_What is required_
Write out again every line from the one containing "Each instance receives exactly one keypoint. Mark the blonde" through the final line, keeping the requests, but scale each coordinate in the answers by 0.7 and round it to a whole number, with halves rounded up.
-- begin Raw records --
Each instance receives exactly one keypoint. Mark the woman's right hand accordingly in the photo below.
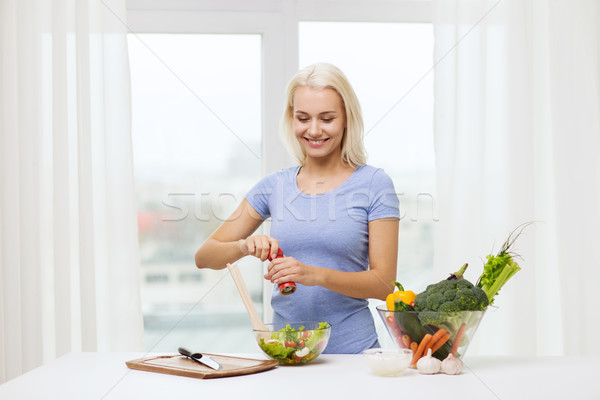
(260, 246)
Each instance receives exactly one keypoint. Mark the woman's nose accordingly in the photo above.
(313, 129)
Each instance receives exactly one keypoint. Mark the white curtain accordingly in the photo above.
(517, 131)
(68, 236)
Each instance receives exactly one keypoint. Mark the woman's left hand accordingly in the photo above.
(288, 269)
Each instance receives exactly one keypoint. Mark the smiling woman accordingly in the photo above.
(282, 40)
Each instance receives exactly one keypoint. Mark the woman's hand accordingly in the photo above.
(259, 246)
(288, 269)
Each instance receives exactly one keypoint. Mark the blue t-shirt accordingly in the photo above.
(327, 230)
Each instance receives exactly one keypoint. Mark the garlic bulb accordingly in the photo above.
(428, 364)
(451, 365)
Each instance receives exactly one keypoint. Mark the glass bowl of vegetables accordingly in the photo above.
(294, 343)
(445, 332)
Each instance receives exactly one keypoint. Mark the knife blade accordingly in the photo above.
(201, 358)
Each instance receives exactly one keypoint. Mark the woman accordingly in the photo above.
(335, 218)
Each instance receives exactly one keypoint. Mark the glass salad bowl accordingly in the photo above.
(293, 343)
(443, 332)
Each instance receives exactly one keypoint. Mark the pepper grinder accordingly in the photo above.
(286, 287)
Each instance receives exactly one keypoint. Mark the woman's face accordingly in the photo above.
(319, 121)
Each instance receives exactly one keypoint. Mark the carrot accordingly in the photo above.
(458, 338)
(421, 348)
(436, 336)
(440, 342)
(413, 346)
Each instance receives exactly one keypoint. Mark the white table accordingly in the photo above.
(105, 376)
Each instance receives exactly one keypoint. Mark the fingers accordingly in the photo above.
(261, 246)
(283, 270)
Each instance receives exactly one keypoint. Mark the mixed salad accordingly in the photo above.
(295, 347)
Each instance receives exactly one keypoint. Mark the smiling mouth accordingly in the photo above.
(316, 142)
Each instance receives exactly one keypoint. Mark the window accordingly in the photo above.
(194, 64)
(197, 150)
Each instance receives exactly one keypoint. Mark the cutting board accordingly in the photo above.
(183, 366)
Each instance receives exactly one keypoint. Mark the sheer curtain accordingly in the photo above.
(517, 131)
(68, 235)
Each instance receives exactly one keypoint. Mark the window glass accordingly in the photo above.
(390, 67)
(197, 150)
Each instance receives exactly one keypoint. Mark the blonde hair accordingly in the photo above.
(323, 76)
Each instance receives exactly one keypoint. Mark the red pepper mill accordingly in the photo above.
(286, 287)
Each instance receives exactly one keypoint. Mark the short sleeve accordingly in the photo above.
(384, 199)
(259, 196)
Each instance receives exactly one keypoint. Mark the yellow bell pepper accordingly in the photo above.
(407, 296)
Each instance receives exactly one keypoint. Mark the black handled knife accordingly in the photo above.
(201, 358)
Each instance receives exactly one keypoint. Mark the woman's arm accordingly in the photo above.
(375, 283)
(232, 240)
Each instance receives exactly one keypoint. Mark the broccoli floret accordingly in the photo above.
(452, 295)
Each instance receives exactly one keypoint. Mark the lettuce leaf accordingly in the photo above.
(276, 349)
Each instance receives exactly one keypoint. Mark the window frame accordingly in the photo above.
(277, 22)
-- end Raw records --
_Finished answer_
Each instance receives exactly one keypoint. Mark the blonde hair accordingly in the photo above.
(226, 53)
Each instance receives exactly one keypoint. Mark the red pepper mill accordingly in the photo above.
(200, 201)
Each instance receives exactly one keypoint. Mark the short sleeve accordingly in the photo above.
(269, 139)
(181, 137)
Each instance receives exactly one keypoint. Mark the yellow bell pepper accordingly in the photo above.
(285, 207)
Each instance receives exactly one keypoint. Mark the black handled knife accordingly in the photo above.
(141, 251)
Each instance receives exactly one keypoint. Mark the woman's arm accordingly in the photo above.
(263, 198)
(162, 168)
Each instance receives exactly one keypoint. Mark the broccoli floret accordingly in the photo above.
(316, 207)
Each instance receives exactly one keypoint. Mark the lettuce leaf accordingly in the photo above.
(193, 244)
Each instance receives exactly one keypoint. Mark the window frame accordingly in the photo above.
(194, 15)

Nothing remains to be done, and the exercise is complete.